Crowded House perform Fingers of Love at the Sydney Opera House in 1996

SDE: I notice you’ve got two versions of Fingers of Love next to each other on the Together Alone bonus disc, which is kind of unusual. Why have you done that?

JA: Fingers of Love is a different case. We’ve got the writing demo – that’s Neil in Jamaica looking at the rays of the sun as the sun sets and it filters through the clouds, and he’s writing that song there and then. Then there’s a band demo, just done on eight-track, which has such a summery, light feel to it, I had to include it. That’s followed by an early studio take done at Karekare, which is fascinating as well. It includes talkback from Youth, the producer, to the band, and a completely different feel on the drums. All of those are highlights for me, and they were so different from each other I thought, well, let’s have them all, please.

SDE: Neil obviously liked that as well, because as you were saying earlier, there’s not too many alternative studio tracks.

JA: Yes, he was happy with that one, and it’s one of those rare cases where there was studio chit-chat included in the tapes, and it gives a fascinating insight into the recording of that album, and the way that Youth would produce the band, in an ethereal way… if that makes sense.

PROVIDED DATA:
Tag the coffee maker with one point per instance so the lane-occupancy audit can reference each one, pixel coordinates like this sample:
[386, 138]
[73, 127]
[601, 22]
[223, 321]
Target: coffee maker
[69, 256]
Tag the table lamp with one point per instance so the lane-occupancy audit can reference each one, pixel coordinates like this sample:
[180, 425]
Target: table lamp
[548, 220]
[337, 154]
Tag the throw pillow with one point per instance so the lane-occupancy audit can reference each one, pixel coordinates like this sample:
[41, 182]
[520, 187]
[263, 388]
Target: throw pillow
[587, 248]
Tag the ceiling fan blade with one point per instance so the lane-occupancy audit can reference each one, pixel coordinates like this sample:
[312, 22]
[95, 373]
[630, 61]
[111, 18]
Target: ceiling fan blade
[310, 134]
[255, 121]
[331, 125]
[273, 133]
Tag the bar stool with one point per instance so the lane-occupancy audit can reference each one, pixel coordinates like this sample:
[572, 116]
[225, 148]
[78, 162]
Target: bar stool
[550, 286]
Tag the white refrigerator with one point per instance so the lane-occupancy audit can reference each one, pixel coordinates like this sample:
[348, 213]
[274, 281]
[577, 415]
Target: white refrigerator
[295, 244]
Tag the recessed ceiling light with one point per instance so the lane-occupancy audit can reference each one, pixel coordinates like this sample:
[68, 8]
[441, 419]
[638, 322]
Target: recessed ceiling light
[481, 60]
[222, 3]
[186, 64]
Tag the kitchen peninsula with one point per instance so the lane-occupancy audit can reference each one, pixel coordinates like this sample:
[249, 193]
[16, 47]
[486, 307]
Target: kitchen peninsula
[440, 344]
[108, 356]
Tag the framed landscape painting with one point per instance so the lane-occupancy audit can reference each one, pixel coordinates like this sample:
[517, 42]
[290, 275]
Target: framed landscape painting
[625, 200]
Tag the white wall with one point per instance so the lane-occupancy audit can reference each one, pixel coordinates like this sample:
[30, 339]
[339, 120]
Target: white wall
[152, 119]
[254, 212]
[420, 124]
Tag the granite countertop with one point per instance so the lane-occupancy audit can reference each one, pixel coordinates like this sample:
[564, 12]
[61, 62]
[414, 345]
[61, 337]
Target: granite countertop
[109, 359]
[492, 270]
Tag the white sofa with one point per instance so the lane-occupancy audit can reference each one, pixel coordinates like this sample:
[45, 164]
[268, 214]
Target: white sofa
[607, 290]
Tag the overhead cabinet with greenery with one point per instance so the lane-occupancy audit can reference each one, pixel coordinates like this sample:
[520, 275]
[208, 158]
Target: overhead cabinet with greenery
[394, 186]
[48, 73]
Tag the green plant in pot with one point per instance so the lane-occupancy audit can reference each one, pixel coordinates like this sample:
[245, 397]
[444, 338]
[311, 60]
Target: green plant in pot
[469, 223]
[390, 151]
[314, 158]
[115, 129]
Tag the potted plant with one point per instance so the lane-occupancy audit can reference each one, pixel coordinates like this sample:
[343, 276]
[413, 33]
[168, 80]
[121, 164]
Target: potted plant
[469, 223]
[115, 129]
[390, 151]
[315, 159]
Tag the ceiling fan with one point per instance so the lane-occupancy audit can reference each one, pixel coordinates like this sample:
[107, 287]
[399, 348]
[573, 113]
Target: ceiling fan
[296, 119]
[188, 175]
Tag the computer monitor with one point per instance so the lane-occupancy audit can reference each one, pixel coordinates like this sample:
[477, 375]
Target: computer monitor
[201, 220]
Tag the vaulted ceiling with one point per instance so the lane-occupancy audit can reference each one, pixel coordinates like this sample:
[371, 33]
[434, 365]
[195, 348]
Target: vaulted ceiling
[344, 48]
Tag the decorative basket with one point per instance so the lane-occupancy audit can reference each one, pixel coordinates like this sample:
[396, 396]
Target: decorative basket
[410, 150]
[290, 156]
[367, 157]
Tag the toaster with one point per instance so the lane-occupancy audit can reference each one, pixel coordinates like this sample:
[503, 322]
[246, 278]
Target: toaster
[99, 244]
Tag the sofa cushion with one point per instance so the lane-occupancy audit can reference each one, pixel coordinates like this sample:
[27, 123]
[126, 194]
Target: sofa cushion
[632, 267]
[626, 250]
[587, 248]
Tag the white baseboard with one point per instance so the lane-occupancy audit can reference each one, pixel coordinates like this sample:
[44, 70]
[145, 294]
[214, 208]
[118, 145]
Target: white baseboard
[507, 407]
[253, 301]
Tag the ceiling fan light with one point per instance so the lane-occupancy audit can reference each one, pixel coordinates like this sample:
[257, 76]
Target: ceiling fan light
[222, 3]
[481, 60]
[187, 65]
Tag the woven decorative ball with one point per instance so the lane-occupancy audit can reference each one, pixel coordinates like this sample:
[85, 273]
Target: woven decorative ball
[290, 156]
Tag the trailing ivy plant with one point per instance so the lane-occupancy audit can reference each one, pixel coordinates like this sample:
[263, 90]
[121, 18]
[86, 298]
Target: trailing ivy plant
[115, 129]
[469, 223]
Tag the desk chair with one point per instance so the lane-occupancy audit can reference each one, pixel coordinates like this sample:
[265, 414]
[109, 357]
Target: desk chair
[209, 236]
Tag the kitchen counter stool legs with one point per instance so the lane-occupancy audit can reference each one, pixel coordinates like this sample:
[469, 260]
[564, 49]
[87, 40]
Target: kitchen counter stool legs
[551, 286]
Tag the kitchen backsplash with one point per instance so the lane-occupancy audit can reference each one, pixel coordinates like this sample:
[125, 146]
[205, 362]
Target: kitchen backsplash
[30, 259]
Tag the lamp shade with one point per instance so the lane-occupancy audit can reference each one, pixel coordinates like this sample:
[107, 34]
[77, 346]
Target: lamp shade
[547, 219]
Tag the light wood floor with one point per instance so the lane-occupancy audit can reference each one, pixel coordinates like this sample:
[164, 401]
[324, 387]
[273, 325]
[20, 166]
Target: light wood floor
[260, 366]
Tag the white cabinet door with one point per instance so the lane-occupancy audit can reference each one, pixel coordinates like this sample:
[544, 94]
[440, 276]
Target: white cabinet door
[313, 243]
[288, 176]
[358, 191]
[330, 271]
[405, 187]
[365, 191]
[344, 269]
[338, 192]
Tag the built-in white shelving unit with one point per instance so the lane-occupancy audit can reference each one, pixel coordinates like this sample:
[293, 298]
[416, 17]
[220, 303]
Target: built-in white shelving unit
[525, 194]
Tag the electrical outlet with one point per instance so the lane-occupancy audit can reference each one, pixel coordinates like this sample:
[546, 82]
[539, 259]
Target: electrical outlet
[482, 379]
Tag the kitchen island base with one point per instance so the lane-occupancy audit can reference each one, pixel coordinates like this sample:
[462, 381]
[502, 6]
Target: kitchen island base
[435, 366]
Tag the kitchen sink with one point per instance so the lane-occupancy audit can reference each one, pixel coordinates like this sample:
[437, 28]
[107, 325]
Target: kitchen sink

CHALLENGE 1: According to the interview, where was Neil when he wrote Fingers of Love?
CHALLENGE 2: Please reproduce everything in the interview from "JA: Yes, he" down to "that makes sense.".
The entries have nothing to do with the interview.

FULL OUTPUT 1: He was in Jamaica, watching the sun set through the clouds.

FULL OUTPUT 2:
JA: Yes, he was happy with that one, and it’s one of those rare cases where there was studio chit-chat included in the tapes, and it gives a fascinating insight into the recording of that album, and the way that Youth would produce the band, in an ethereal way… if that makes sense.